- **Excerto citado**
C.A. Dragão - Não sou desses. Se tanto, andaria à procura duma mulher, de várias até. Mas também não é isso. Ainda me chamavam utópico... sob acusação de conspirar para montar o paraíso na Terra.
Repórter Flash - Então, qual o objecto da busca?
C.A. Dragão - Não lhe chames busca, senão, em vez da cidade, antes pareceria que cirandava no google. Na verdade, é uma demanda. Como a daqueles cavaleiros que peregrinavam o Santo Graal.
Repórter Flash - Bem, e tu peregrinas o quê?C.A Dragão - Ando à procura duma Democracia!
Repórter Flash - Aqui, em Portugal??!
C.A Portugal - Exactamente. Daí a toga e a lanterna.
Repórter Flash - Não seria mais adequado um camião TIR carregado com holofotes de aeroporto ou de estádio de futebol?
C.A Dragão - É mais simbólico que operacional, o traje.
Repórter Flash - Bem, e como vai a coisa? Já vislumbraste alguma indício ou pegada da dita cuja?
C.A Dragão - Decidi avançar por partes. Passo a passo. Ou posta a posta, se preferires. Comecei por tentar lobrigar uma coisa chamada "separação de poderes"...
Repórter Flash - E que tal?
C.A Dragão - Nem sinal dela! Pelo contrário, por todo o lado é uma promiscuidade, um sarrabulho que Deus nos acuda!... O executivo, o legislativo e o judiciário anda tudo no mesmo e ao mesmo.
Repórter Flash - Diacho, que salsada de grelos e hortaliças! E depois?
C.A Dragão - Bem, a seguir tentei "a igualdade de todos os cidadãos perante a lei"...
Repórter Flash - Encontraste coisa que se visse?
C.A Dragão - Nem sombras. Se igualdade há, só se for às avessas. Na verdade, grassa a esmo a mais descarada e estanhada das desigualdades, uma ribaldaria das tesas. Impunidade para alguns (criminosos organizados), ultra-severidade para outros (criminosos desorganizados); favorecimentos partidários, sectários, esotéricos; um peso para ricos, outra medida para pobres; exigência para nacionais, carinho para estrangeiros; desprezo para típicos, sobreprotecção para atípicos; sujeição mais da lei às modas e cartazes, do que destas à lei; etc, etc. É um nunca mais acabar de irregularidades manhosas!... Isto mais parece um neo-feudalismo hiper-maquilhado.

- **Requisitos da tarefa**
1 – Indique se cada afirmação abaixo está de acordo com o excerto. Responda sim ou não e cite as palavras exatas do excerto que decidem a questão.
(a) C.A. Dragão afirma que o traje é mais simbólico do que operacional.
(b) C.A. Dragão encontrou sinais da separação de poderes.
(c) A primeira coisa que C.A. Dragão procurou foi a igualdade de todos os cidadãos perante a lei.
2 – Repita sem alterações o trecho do excerto que vai de "C.A Dragão - Nem sombras." até "um neo-feudalismo hiper-maquilhado.", inclusive.

- **Extrato de dados**
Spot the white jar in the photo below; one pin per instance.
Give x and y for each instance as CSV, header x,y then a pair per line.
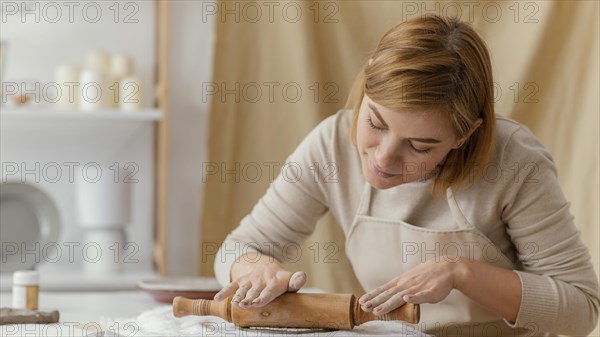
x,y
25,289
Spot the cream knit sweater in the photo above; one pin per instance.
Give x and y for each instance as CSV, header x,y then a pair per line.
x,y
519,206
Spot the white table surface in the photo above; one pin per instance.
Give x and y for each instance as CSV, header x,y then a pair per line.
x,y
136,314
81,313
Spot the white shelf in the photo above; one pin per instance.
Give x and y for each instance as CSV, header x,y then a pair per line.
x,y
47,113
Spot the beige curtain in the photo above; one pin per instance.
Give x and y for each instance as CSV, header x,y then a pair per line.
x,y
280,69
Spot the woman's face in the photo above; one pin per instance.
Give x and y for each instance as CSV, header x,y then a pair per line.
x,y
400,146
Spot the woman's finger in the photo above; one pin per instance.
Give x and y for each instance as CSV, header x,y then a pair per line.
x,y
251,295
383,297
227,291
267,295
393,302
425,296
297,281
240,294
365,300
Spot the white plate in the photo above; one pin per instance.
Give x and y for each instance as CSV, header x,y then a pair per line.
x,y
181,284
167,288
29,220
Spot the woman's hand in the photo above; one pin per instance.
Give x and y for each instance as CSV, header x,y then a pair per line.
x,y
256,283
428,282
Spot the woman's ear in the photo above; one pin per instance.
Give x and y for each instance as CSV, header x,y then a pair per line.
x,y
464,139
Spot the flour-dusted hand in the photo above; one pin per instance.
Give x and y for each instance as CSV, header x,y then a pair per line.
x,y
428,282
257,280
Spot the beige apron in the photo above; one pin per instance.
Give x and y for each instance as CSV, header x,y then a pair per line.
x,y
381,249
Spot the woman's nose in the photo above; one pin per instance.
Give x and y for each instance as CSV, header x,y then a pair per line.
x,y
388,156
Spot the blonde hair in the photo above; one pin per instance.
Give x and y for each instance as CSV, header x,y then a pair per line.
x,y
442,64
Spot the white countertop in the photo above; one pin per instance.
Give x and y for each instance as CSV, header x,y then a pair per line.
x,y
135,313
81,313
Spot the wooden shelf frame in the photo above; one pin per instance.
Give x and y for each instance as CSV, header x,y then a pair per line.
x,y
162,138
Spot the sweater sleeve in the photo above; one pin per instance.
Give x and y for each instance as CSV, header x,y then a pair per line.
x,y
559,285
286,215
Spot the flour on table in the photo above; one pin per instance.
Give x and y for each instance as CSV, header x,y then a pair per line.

...

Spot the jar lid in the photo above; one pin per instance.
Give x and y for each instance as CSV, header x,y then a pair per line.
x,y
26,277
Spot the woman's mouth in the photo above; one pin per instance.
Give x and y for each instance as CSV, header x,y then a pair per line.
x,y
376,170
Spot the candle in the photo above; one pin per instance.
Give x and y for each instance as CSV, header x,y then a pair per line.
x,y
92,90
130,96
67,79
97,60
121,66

--

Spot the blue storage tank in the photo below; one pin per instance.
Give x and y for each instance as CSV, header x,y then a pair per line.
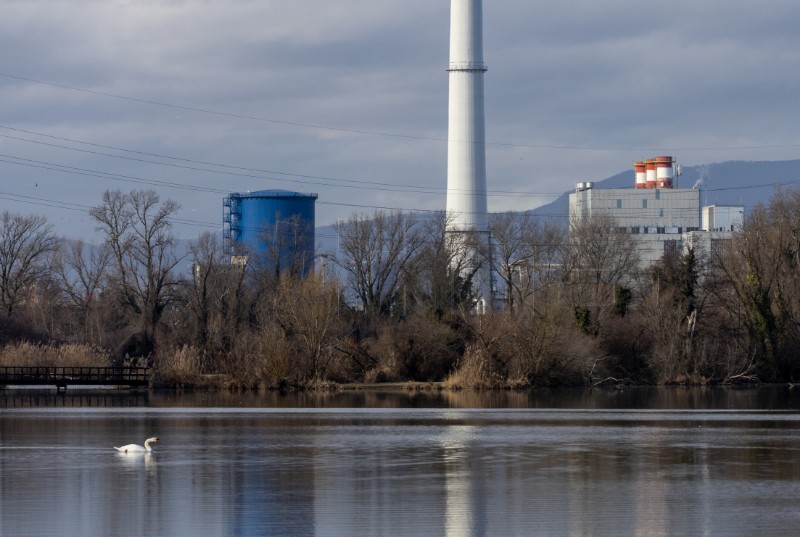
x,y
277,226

- **Soluções dos exercícios**
1 –
(a) Sim: «É mais simbólico que operacional, o traje.»
(b) Não: «Nem sinal dela!»
(c) Não: «Comecei por tentar lobrigar uma coisa chamada "separação de poderes"...»

2 –
C.A Dragão - Nem sombras. Se igualdade há, só se for às avessas. Na verdade, grassa a esmo a mais descarada e estanhada das desigualdades, uma ribaldaria das tesas. Impunidade para alguns (criminosos organizados), ultra-severidade para outros (criminosos desorganizados); favorecimentos partidários, sectários, esotéricos; um peso para ricos, outra medida para pobres; exigência para nacionais, carinho para estrangeiros; desprezo para típicos, sobreprotecção para atípicos; sujeição mais da lei às modas e cartazes, do que destas à lei; etc, etc. É um nunca mais acabar de irregularidades manhosas!... Isto mais parece um neo-feudalismo hiper-maquilhado.